*ARBEITSANWEISUNG*. Kannst du ab der Zeile mit „Would you be so kind as to point out the bird's“ bis einschließlich zum Ende der Einträge alles vollständig wiedergeben und dabei die Koordinaten in den Antworten skalieren, also mit 1,6 multiplizieren und auf ganze Zahlen runden, wobei Hälften aufgerundet werden? Die Bilder lässt du in der Antwort bitte weg.

*ZEILEN*.
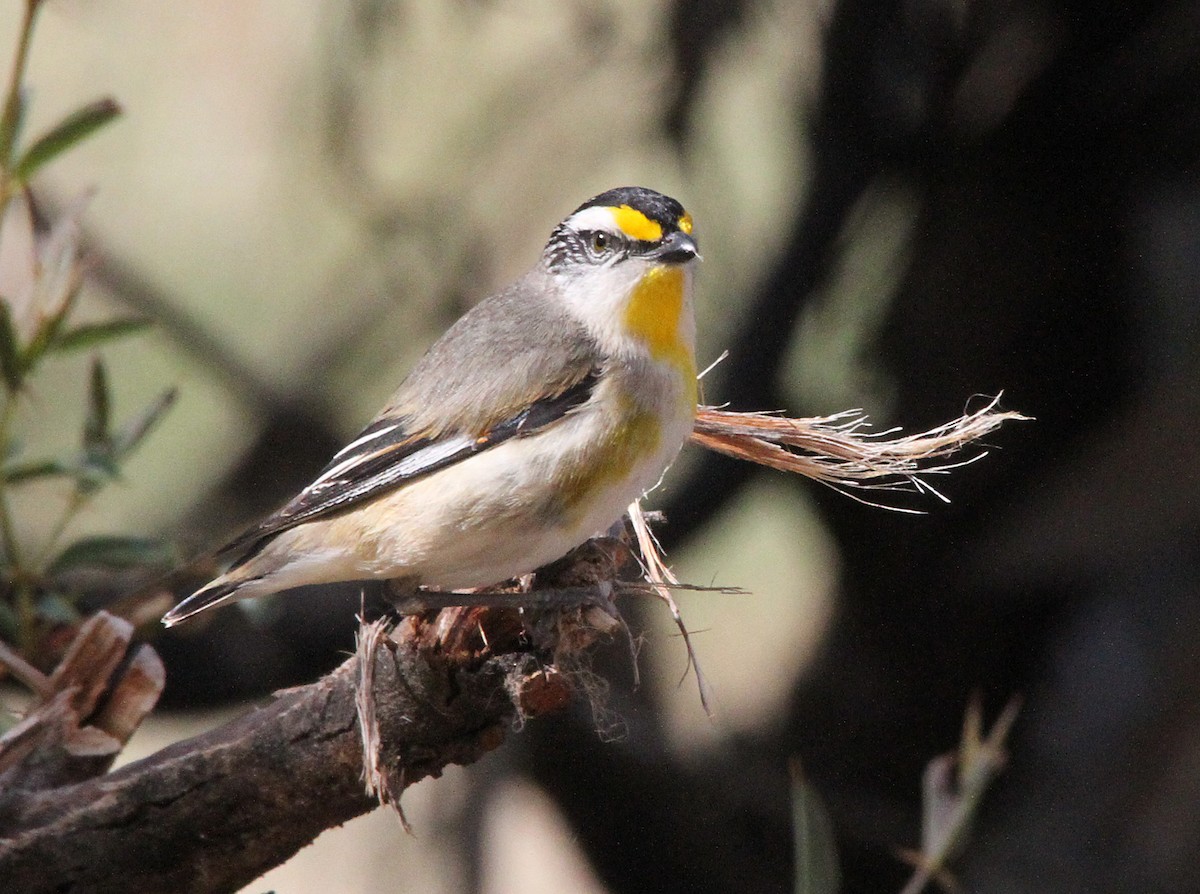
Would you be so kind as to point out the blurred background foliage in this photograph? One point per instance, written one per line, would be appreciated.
(901, 204)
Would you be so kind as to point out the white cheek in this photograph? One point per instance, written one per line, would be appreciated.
(598, 298)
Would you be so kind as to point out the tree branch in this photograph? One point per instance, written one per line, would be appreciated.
(216, 811)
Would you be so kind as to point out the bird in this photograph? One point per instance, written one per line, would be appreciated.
(526, 430)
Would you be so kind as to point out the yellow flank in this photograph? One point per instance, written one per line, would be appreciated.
(653, 315)
(635, 225)
(634, 437)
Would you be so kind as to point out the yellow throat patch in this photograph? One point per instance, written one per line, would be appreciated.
(654, 315)
(635, 225)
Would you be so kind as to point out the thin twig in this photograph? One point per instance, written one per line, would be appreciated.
(837, 451)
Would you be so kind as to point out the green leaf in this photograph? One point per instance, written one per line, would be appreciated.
(11, 366)
(47, 334)
(130, 435)
(10, 624)
(17, 473)
(57, 609)
(95, 427)
(75, 127)
(816, 855)
(11, 124)
(115, 553)
(91, 334)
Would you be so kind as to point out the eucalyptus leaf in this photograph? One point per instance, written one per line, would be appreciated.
(11, 124)
(114, 553)
(47, 333)
(95, 471)
(89, 335)
(96, 425)
(71, 130)
(816, 853)
(16, 473)
(10, 349)
(130, 435)
(57, 609)
(10, 625)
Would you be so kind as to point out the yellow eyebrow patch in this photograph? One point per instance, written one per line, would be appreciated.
(635, 225)
(654, 315)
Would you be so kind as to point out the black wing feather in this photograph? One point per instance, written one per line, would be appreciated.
(385, 456)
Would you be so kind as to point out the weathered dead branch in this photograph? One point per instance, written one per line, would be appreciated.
(214, 813)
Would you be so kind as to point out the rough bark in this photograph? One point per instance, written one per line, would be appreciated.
(214, 813)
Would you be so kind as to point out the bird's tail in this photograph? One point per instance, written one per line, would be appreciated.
(220, 592)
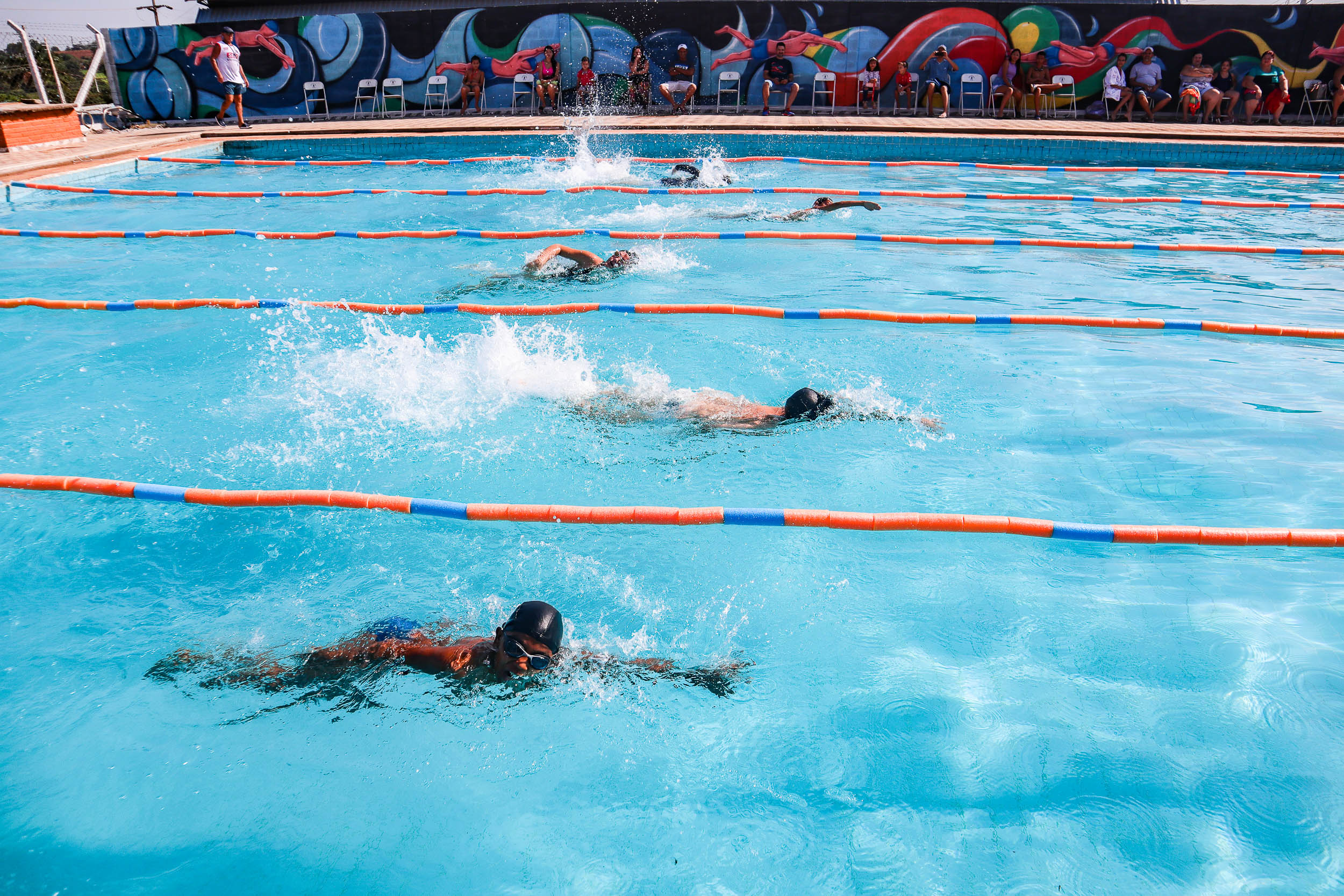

*ANTWORT FOLGT*.
Would you be so kind as to point out the bird's tail in this photograph? One point per instance, written one per line, would be appreciated.
(352, 947)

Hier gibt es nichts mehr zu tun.